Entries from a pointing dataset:
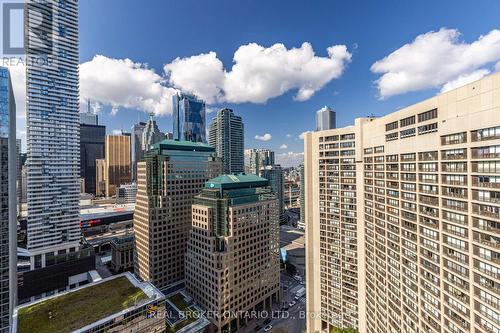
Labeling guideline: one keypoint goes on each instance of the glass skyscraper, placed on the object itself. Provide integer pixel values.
(53, 128)
(189, 118)
(226, 136)
(8, 200)
(325, 119)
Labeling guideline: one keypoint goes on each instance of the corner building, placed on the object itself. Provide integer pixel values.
(428, 216)
(169, 176)
(232, 260)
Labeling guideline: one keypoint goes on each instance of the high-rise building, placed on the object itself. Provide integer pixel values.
(232, 260)
(189, 122)
(274, 174)
(169, 176)
(403, 216)
(53, 133)
(136, 146)
(92, 137)
(325, 119)
(117, 162)
(226, 135)
(151, 134)
(260, 158)
(8, 201)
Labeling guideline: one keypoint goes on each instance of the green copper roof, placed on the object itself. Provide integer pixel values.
(236, 181)
(182, 145)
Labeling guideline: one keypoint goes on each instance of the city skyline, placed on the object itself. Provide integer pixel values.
(353, 93)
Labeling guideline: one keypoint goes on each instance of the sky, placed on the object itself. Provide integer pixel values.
(275, 63)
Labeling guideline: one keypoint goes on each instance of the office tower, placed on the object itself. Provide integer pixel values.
(92, 137)
(425, 188)
(8, 201)
(325, 119)
(53, 127)
(260, 158)
(189, 118)
(117, 162)
(169, 176)
(226, 136)
(151, 134)
(136, 146)
(232, 260)
(274, 174)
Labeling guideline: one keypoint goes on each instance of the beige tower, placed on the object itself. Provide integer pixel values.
(232, 260)
(169, 176)
(428, 217)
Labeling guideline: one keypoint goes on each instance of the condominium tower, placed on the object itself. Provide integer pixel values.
(226, 135)
(189, 123)
(232, 260)
(52, 105)
(169, 176)
(8, 201)
(403, 217)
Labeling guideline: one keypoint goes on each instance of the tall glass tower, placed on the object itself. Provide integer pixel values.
(53, 128)
(189, 118)
(8, 200)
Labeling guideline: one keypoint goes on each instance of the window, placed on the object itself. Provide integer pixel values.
(427, 115)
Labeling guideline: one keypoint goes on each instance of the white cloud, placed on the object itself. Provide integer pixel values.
(434, 59)
(289, 159)
(124, 83)
(465, 79)
(258, 73)
(265, 137)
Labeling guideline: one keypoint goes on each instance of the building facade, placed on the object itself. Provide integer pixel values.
(117, 162)
(92, 138)
(427, 204)
(226, 135)
(189, 123)
(325, 119)
(8, 200)
(169, 176)
(274, 174)
(52, 105)
(232, 260)
(260, 158)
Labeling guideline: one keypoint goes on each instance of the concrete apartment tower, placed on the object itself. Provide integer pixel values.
(403, 217)
(169, 176)
(226, 135)
(232, 260)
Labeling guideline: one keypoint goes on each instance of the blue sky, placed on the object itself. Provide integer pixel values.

The problem – Please write out all the data again word for word, but not the pictures.

Solution –
Labeling guideline: one keypoint goes on each instance of the glass skyscraper, placed on the object itself. Provide integer pixel values.
(53, 128)
(189, 118)
(226, 136)
(8, 200)
(325, 119)
Labeling guideline: one keypoint goes on each instance of the corner building, placed on the object itself. Provide integer pixel values.
(428, 216)
(169, 176)
(232, 260)
Labeling guideline: one keypoint goes on each instance of the high-rise building, placed on the object itself. Provide integer pixel values.
(232, 260)
(189, 122)
(274, 174)
(169, 176)
(403, 216)
(53, 133)
(136, 146)
(92, 137)
(325, 119)
(117, 162)
(226, 135)
(151, 134)
(260, 158)
(8, 201)
Labeling guideline: one keypoint goes on each instance of the green copper roof, placed on the object itself. Provide integer pixel values.
(236, 181)
(182, 145)
Labeling guideline: one keypoint goes on each instance of the city skyline, placed on the object itself. Provide integer pixel values.
(353, 93)
Labeling guideline: one keypoint goes on each instance of the sky, placed on the object itself. Provide integer pixel values.
(275, 63)
Labeling guideline: one keypoint goes on each instance of the office tower, placed on the object itself. Provide integer pixel values.
(92, 137)
(425, 188)
(8, 201)
(325, 119)
(53, 127)
(260, 158)
(189, 118)
(117, 162)
(169, 176)
(226, 136)
(151, 134)
(136, 146)
(232, 260)
(274, 174)
Labeling guideline: one keypoint goes on each instance of the beige tower, placed on the object itself. Provide integer pixel values.
(232, 260)
(169, 176)
(428, 217)
Labeling guideline: one keypoint goes on each instance of the condominium tower, placed on the object itself. Provide integer pixel values.
(226, 135)
(189, 123)
(232, 260)
(52, 105)
(169, 176)
(8, 201)
(403, 217)
Labeling guideline: one keypoint goes on each instance of the tall glass tower, placed on the object itself. Provide integer pixel values.
(53, 128)
(189, 118)
(8, 200)
Labeling guideline: one keypoint goes on each instance of the window, placed on the object itself. Provide integer pixel values.
(427, 115)
Labeling guideline: one keypoint goes on each instance of the white cloud, placed on the object itself. Provide integer pixel values.
(434, 59)
(289, 159)
(124, 83)
(465, 79)
(258, 73)
(265, 137)
Labeling guideline: one keypoint goes on each instance of the building facade, placed on the object itself. Provide integer pixel values.
(117, 162)
(92, 138)
(427, 204)
(226, 135)
(189, 123)
(325, 119)
(8, 200)
(169, 176)
(274, 174)
(52, 105)
(232, 260)
(260, 158)
Labeling guideline: one keypoint goes on each instance of the concrete apartment tower, placed on the object itself. Provide integer pixel values.
(403, 217)
(169, 176)
(226, 135)
(232, 260)
Labeling guideline: one keypoint goes on each instance of the blue sky, placed on the object itself. Provide integer pixel values.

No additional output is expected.